File: loggingContentGenerator.ts:468-474 - The TTFT comment block is comprehensive but could reference the design doc D2 directly for the "Why never instance fields" explanation, making it easier for future maintainers to find the full rationale.

✅ Highlights

hasUserVisibleContent implementation (streamContentDetection.ts:34-57) - Clean, well-documented function with excellent type safety and defensive handling of edge cases. The explicit handling of thought: false vs thought: true vs missing thought shows deep understanding of the codebase conventions.

◆ 所给材料 ◆
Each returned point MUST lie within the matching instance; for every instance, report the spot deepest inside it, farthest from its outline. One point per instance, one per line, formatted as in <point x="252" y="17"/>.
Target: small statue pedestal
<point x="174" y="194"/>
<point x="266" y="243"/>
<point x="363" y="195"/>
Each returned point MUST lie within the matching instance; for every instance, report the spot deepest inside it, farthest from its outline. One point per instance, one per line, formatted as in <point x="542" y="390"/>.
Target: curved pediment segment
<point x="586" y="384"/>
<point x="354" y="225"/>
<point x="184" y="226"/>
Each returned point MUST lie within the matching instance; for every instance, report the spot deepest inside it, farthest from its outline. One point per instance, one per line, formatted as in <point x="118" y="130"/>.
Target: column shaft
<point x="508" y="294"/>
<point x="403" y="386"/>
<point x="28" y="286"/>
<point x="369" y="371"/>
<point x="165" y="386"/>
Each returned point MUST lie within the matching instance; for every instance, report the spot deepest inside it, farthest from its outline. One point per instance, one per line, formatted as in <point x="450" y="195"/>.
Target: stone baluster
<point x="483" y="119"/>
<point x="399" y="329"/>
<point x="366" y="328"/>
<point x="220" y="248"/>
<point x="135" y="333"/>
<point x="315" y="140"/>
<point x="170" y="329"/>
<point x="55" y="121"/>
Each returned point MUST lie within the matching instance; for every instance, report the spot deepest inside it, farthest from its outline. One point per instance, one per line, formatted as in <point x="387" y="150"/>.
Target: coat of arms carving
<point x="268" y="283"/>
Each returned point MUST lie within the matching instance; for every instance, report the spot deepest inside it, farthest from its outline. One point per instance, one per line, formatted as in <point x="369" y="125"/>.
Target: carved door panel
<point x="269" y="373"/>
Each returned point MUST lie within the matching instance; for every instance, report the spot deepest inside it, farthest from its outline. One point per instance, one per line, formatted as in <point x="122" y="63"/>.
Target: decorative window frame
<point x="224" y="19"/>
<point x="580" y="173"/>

◆ 问题 ◆
a - 根据上面的代码评审文本回答：
(i) TTFT 注释块位于哪个文件的哪几行？
(ii) 评审建议直接引用哪份设计文档？
(iii) hasUserVisibleContent 的实现位于 streamContentDetection.ts 的哪几行？
b - 请从上面的代码评审文本中照原样抄出一段，它以含有“File: loggingContentGenerator.ts:468-474 - The”的词语开头，以“the full rationale.”结尾。
c - 判断下列说法是否符合上面的代码评审文本，并逐条引用原文中起决定作用的词句：
(i) 评审认为 TTFT 注释块不够全面。
(ii) hasUserVisibleContent 被评价为具有出色的类型安全性。
(iii) 该函数对 thought 为 false、为 true 以及缺失这几种情形都做了明确处理。

◆ 回答列表 ◆
a -
(i) loggingContentGenerator.ts 的第 468 至 474 行
(ii) 设计文档 D2
(iii) 第 34 至 57 行

b -
File: loggingContentGenerator.ts:468-474 - The TTFT comment block is comprehensive but could reference the design doc D2 directly for the "Why never instance fields" explanation, making it easier for future maintainers to find the full rationale.

c -
(i) 否。“The TTFT comment block is comprehensive”
(ii) 是。“excellent type safety”
(iii) 是。“The explicit handling of thought: false vs thought: true vs missing thought”